*TASK BRIEF*
Below are records; copy every line in them that holds the word "jacket".
EXERCISE INPUTS section start
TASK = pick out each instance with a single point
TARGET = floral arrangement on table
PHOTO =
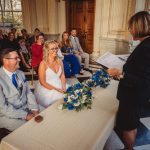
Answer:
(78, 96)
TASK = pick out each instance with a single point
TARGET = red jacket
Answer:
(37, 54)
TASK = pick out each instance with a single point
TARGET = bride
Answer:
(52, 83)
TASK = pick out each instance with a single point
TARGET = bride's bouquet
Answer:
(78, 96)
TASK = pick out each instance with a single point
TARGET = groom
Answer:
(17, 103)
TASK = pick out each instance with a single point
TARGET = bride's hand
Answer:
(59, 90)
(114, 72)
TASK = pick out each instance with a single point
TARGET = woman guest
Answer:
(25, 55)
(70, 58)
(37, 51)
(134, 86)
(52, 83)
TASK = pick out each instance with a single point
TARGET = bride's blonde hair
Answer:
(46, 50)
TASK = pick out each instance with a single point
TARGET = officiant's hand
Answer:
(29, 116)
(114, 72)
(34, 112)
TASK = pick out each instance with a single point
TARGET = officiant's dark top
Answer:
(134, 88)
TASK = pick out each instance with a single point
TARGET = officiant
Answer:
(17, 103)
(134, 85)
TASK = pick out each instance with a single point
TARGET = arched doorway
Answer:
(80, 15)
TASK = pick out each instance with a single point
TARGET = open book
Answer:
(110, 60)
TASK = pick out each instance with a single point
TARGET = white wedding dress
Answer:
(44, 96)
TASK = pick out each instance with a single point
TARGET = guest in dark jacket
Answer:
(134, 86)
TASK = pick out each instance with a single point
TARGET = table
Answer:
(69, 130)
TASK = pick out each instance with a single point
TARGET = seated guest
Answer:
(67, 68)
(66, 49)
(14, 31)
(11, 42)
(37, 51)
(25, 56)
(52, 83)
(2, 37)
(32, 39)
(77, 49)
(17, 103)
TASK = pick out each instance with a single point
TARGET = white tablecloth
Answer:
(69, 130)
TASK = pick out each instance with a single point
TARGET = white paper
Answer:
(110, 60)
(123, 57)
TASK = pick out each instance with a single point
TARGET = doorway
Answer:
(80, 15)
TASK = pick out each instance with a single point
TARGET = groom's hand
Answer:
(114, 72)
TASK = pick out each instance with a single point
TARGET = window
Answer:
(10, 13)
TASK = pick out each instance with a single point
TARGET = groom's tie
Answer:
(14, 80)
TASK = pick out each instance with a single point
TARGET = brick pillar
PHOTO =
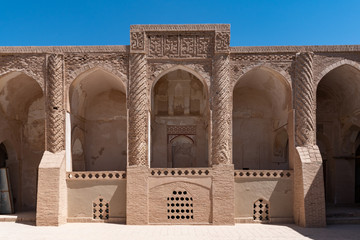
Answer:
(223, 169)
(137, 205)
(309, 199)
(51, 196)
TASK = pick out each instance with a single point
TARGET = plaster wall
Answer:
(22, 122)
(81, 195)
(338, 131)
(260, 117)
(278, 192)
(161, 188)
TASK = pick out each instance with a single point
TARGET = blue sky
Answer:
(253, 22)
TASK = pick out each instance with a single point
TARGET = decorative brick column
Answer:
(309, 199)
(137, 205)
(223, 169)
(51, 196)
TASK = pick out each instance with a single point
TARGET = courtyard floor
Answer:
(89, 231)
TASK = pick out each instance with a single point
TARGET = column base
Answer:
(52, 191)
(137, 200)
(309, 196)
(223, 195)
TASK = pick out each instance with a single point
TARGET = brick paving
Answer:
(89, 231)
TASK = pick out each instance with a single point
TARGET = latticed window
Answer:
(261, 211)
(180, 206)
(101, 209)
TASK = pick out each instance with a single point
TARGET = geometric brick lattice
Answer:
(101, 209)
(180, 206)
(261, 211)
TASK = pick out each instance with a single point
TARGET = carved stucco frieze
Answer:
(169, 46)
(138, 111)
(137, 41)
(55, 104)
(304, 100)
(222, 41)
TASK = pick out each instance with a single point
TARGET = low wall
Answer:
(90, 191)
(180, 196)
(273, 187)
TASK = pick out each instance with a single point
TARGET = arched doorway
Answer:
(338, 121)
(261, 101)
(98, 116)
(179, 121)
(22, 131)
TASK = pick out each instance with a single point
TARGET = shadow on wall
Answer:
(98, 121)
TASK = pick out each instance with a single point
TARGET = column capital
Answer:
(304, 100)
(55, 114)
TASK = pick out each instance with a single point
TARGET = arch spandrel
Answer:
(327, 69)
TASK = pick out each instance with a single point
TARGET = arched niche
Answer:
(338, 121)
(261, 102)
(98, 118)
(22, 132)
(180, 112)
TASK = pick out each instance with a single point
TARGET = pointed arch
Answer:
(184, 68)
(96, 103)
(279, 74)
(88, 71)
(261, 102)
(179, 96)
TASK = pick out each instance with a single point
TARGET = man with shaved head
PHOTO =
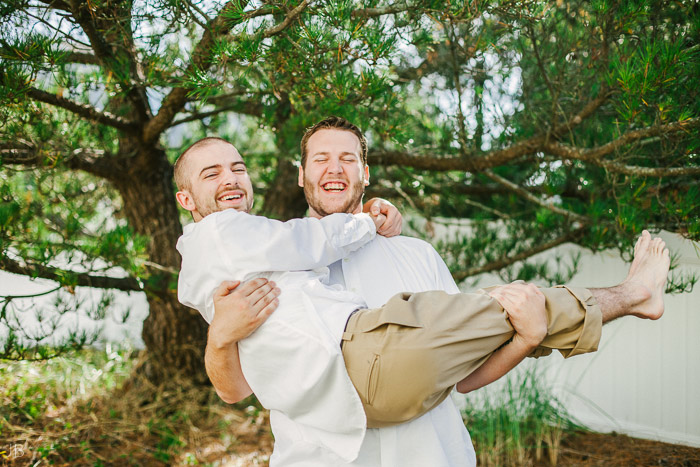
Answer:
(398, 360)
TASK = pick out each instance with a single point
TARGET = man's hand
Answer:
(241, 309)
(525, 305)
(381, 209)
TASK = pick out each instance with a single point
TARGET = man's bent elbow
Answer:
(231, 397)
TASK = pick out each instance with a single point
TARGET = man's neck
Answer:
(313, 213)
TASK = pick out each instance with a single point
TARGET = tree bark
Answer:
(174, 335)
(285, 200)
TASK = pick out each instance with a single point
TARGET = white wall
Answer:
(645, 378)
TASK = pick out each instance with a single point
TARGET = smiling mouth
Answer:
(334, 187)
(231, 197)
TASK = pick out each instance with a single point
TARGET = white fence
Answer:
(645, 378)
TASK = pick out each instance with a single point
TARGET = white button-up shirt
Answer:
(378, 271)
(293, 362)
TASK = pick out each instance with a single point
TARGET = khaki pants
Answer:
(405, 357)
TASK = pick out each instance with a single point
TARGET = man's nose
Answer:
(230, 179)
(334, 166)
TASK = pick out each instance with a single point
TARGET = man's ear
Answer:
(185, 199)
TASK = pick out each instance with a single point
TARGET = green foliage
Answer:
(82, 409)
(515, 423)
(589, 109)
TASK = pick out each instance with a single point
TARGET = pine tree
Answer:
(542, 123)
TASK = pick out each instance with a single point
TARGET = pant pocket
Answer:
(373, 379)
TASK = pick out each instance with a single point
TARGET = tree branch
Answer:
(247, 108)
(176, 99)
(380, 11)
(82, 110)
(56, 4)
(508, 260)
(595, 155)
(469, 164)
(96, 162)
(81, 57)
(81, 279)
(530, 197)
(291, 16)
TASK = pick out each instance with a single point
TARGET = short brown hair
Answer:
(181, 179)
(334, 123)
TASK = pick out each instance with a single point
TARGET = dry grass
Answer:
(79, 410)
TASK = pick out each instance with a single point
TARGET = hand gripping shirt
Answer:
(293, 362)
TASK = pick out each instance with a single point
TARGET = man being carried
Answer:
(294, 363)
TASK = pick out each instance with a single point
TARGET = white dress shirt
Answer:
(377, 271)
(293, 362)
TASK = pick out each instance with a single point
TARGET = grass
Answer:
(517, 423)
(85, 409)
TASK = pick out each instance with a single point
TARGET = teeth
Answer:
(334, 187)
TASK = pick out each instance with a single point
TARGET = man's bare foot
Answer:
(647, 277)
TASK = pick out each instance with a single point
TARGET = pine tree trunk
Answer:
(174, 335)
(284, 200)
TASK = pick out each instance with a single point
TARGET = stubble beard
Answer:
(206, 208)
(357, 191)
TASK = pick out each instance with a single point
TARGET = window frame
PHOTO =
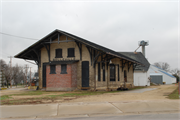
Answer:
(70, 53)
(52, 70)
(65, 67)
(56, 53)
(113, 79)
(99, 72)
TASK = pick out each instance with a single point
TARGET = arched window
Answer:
EXERCISE INPUTS section end
*EXERCISE ANSWER*
TARGET = red jacket
TARGET = guest in dark jacket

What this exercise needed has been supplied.